What to work on →
Repeat the records. Each line must match exactly.

[Records to use Boundary: Start]

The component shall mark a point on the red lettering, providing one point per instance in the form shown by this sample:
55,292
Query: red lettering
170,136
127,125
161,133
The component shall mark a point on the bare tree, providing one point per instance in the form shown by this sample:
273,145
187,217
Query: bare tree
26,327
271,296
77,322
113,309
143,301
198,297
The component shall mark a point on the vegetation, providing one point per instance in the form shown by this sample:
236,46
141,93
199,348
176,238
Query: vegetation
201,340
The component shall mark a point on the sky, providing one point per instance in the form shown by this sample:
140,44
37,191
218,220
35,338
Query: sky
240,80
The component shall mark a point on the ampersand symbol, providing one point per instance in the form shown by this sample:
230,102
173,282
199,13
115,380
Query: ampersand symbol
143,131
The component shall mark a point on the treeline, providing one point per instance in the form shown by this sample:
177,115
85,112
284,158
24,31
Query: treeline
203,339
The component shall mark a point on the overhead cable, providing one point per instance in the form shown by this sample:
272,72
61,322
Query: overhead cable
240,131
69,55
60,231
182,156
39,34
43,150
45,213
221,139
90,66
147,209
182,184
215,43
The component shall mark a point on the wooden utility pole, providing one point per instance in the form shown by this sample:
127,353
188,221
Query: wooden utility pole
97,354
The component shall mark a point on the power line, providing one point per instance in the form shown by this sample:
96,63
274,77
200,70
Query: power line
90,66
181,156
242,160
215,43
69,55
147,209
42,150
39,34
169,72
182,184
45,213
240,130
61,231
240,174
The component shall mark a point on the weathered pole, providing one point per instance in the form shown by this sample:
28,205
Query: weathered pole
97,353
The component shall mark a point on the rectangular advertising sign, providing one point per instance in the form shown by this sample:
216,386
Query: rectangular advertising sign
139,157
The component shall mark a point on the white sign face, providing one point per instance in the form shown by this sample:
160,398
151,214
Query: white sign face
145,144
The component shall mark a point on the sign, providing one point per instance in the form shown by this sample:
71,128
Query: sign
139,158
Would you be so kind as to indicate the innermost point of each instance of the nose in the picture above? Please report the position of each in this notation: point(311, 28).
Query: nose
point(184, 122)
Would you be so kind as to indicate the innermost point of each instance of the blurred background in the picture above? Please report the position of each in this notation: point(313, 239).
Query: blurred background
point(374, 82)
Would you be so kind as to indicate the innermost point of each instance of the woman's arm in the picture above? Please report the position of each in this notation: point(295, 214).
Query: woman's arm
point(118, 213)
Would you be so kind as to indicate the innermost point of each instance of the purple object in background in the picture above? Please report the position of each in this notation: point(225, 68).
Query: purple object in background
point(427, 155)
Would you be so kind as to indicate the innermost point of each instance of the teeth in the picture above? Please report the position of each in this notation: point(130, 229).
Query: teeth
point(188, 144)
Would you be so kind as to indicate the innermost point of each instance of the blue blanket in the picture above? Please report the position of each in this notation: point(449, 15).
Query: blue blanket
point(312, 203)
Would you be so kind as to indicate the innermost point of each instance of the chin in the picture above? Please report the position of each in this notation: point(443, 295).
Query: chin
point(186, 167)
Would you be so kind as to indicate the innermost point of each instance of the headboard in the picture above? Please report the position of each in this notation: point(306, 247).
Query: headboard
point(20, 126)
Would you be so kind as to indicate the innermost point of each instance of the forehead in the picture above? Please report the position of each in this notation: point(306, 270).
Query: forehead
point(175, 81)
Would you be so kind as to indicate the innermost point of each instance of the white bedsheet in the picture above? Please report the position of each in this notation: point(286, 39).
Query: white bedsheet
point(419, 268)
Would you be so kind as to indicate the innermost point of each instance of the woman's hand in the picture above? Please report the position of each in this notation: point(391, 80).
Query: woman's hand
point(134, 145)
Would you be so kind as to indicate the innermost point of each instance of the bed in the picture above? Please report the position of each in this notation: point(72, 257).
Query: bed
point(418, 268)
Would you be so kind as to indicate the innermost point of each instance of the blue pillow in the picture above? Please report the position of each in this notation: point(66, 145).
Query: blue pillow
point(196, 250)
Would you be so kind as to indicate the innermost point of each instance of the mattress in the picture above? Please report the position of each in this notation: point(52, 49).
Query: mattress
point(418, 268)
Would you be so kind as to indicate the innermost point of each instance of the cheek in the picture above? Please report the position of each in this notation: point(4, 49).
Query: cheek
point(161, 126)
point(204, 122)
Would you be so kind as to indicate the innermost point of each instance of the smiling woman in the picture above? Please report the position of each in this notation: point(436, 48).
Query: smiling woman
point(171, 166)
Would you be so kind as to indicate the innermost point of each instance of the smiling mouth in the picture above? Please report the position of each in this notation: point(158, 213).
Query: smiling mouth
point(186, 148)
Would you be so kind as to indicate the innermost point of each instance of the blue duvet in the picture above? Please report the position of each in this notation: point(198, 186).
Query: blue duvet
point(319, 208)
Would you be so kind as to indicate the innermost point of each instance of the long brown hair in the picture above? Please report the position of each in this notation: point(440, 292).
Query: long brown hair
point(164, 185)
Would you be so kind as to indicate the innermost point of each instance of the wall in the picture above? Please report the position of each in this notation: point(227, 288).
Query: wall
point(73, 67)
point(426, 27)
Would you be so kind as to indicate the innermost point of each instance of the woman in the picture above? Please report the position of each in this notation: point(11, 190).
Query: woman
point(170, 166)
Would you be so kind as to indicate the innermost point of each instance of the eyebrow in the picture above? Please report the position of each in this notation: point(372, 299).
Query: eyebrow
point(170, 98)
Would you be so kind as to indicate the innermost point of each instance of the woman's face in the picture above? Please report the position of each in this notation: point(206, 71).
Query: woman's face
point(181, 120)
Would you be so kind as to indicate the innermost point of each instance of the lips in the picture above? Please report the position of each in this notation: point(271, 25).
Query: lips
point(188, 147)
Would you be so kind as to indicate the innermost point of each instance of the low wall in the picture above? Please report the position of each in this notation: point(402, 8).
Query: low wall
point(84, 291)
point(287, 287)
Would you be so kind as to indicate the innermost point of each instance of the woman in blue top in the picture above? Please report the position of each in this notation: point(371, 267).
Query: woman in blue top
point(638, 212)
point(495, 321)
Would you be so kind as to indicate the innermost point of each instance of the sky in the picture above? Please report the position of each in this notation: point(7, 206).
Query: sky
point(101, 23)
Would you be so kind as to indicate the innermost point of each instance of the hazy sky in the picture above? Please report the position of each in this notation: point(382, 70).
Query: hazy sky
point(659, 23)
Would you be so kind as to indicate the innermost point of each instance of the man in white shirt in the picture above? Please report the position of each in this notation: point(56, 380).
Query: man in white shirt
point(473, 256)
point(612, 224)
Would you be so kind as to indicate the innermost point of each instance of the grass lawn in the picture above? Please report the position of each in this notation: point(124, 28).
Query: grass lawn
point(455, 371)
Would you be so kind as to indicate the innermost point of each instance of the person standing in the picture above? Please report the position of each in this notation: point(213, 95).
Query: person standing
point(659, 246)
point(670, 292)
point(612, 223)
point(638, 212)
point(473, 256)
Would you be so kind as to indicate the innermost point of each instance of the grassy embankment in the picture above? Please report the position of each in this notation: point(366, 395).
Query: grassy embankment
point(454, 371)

[Records to use Boundary: End]

The answer →
The component shall mark a point on the red lettering, providing one point per instance in the form shown by this sample:
55,292
Query: red lettering
170,136
127,125
161,133
The component shall mark a point on the bare tree, providing one point per instance in the form shown by this sample:
273,145
187,217
Query: bare tree
26,327
271,296
77,322
113,309
143,301
198,297
The component shall mark a point on the vegetation, providing one point per instance in the form shown by this sample:
236,46
141,93
199,348
176,238
Query: vegetation
201,340
The component shall mark a point on the sky, providing one point per instance in the form shown by this sample:
140,44
37,191
218,220
35,338
Query: sky
240,80
The component shall mark a point on the ampersand symbol, providing one point per instance in the form shown by this sample:
230,102
173,282
199,13
115,380
Query: ampersand symbol
143,131
The component shall mark a point on the treeline, providing one point per instance in the form shown by this sample:
177,115
85,112
284,158
24,31
Query: treeline
203,339
The component shall mark a point on the overhead cable, providing one point per instance in the form shown by this sample:
272,72
61,322
Query: overhead cable
240,131
69,55
60,231
182,156
39,34
43,150
45,213
221,139
90,66
147,209
182,184
215,43
The component shall mark a point on the wooden utility pole, providing one point per instance in the form shown by this sample:
127,353
188,221
Query: wooden utility pole
97,354
The component shall mark a point on the power line, providing one point per instance in the form shown by this sample:
96,63
274,77
200,70
Query: power line
90,66
181,156
242,160
215,43
69,55
147,209
42,150
39,34
169,72
182,184
45,213
240,130
61,231
240,174
The component shall mark a point on the weathered pole, providing one point per instance in the form shown by this sample:
28,205
Query: weathered pole
97,353
The component shall mark a point on the rectangular advertising sign, providing one point per instance in the form shown by this sample:
216,386
Query: rectangular advertising sign
139,157
The component shall mark a point on the white sign face, providing one point per instance in the form shown by this sample:
160,398
151,214
Query: white sign face
145,144
The component shall mark a point on the sign, providing one point per instance in the form shown by this sample:
71,128
Query: sign
139,158
Would you be so kind as to indicate the innermost point of each instance of the nose in the picture above? Please report the position of each in this notation: point(311, 28).
Query: nose
point(184, 122)
Would you be so kind as to indicate the innermost point of each instance of the blurred background in the picture above? Please report the position of each in this notation: point(313, 239).
Query: blurred background
point(374, 82)
Would you be so kind as to indicate the innermost point of each instance of the woman's arm in the picture above? Please report the position of each in this notation: point(295, 214).
Query: woman's arm
point(118, 213)
Would you be so kind as to indicate the innermost point of each instance of the purple object in background in the picture above? Please report the position of each in this notation: point(225, 68).
Query: purple object in background
point(427, 155)
Would you be so kind as to indicate the innermost point of each instance of the teeth in the picture above? Please report the position of each in this notation: point(130, 229).
Query: teeth
point(188, 144)
Would you be so kind as to indicate the innermost point of each instance of the blue blanket in the picture above? Please report the position of each in this notation: point(449, 15).
Query: blue blanket
point(312, 203)
Would you be so kind as to indicate the innermost point of each instance of the chin in the picture above? Please report the position of each in this notation: point(443, 295).
Query: chin
point(186, 167)
Would you be so kind as to indicate the innermost point of each instance of the headboard in the picture above? Please report the position of each in this notation: point(306, 247).
Query: headboard
point(20, 126)
Would you be so kind as to indicate the innermost point of each instance of the forehead in the picture above? Please report the position of each in this notation: point(306, 270).
Query: forehead
point(175, 81)
Would you be so kind as to indicate the innermost point of each instance of the white bedsheet in the picture above? Please report the position of each in this notation: point(286, 39).
Query: white bedsheet
point(419, 268)
Would you be so kind as to indicate the innermost point of each instance of the woman's hand in the picture above? Please report the position of each in this notation: point(391, 80).
Query: woman's hand
point(134, 145)
Would you be so kind as to indicate the innermost point of each instance of the bed in the picture above? Please report the position of each in this notation: point(72, 257).
Query: bed
point(418, 268)
Would you be so kind as to indicate the innermost point of each instance of the blue pillow in the picture above? Please report the position of each in this notation: point(66, 145).
Query: blue pillow
point(196, 250)
Would you be so kind as to indicate the innermost point of each instance of the mattress in the picture above? Please report the position of each in this notation: point(52, 49).
Query: mattress
point(418, 268)
Would you be so kind as to indicate the innermost point of each instance of the cheek in the picture above? Please report the position of each in this notation: point(4, 49).
Query: cheek
point(161, 126)
point(204, 122)
Would you be so kind as to indicate the innermost point of each instance of the smiling woman in the picture above? Please report the position of each in this notation: point(436, 48).
Query: smiling woman
point(171, 166)
Would you be so kind as to indicate the innermost point of each instance of the smiling mouth in the picture above? Please report the position of each in this notation: point(158, 213).
Query: smiling mouth
point(186, 148)
Would you be so kind as to indicate the innermost point of each instance of the blue duvet in the picture above? Please report the position of each in this notation: point(198, 186).
Query: blue duvet
point(319, 208)
Would you be so kind as to indicate the innermost point of each instance of the long brown hair in the picture above? Please report the position of each in this notation: point(440, 292).
Query: long brown hair
point(164, 185)
Would you be so kind as to indicate the innermost point of each instance of the wall in the picture above? Please report the position of each in this notation: point(227, 288).
Query: wall
point(73, 67)
point(426, 27)
Would you be so kind as to indicate the innermost point of each instance of the woman in the picture above? Please report the position of each in this notation: point(11, 190).
Query: woman
point(170, 166)
Would you be so kind as to indicate the innermost point of each instance of the eyebrow in the picture above? Please report the position of each in this notation: point(372, 299).
Query: eyebrow
point(170, 98)
Would you be so kind as to indicate the innermost point of each instance of the woman's face in the picture above? Please report the position of each in this notation: point(206, 71).
Query: woman's face
point(181, 120)
Would you be so kind as to indicate the innermost point of each instance of the lips in the picture above? Please report the position of each in this notation: point(271, 25).
Query: lips
point(188, 147)
Would you be so kind as to indicate the innermost point of each instance of the low wall in the picture above? Please report the position of each in this notation: point(402, 8).
Query: low wall
point(84, 291)
point(287, 287)
Would you be so kind as to indicate the innermost point of each instance of the woman in blue top in the picture above? Please report the position of each in this notation: point(371, 267).
Query: woman in blue top
point(638, 212)
point(495, 321)
Would you be so kind as to indicate the innermost point of each instance of the sky in the picture above? Please report the position of each in this notation: point(7, 206).
Query: sky
point(101, 23)
Would you be so kind as to indicate the innermost point of each instance of the hazy sky in the picture above? Please report the position of each in this notation: point(382, 70).
Query: hazy sky
point(659, 23)
Would you be so kind as to indicate the innermost point of each instance of the man in white shirt in the picture above? Please report the position of each in this notation: point(56, 380).
Query: man in white shirt
point(473, 256)
point(612, 224)
Would you be so kind as to indicate the innermost point of each instance of the grass lawn in the picture above? Please report the position of each in this notation: point(124, 28).
Query: grass lawn
point(455, 371)
Would you be so kind as to indicate the innermost point of each instance of the person standing in the picture above? Please report the position of each in this notation: point(213, 95).
Query: person standing
point(659, 246)
point(670, 292)
point(612, 223)
point(638, 212)
point(473, 256)
Would you be so kind as to indicate the innermost point of each instance of the grassy embankment in the picture above? Please report the position of each in this notation: point(366, 395).
Query: grassy embankment
point(454, 371)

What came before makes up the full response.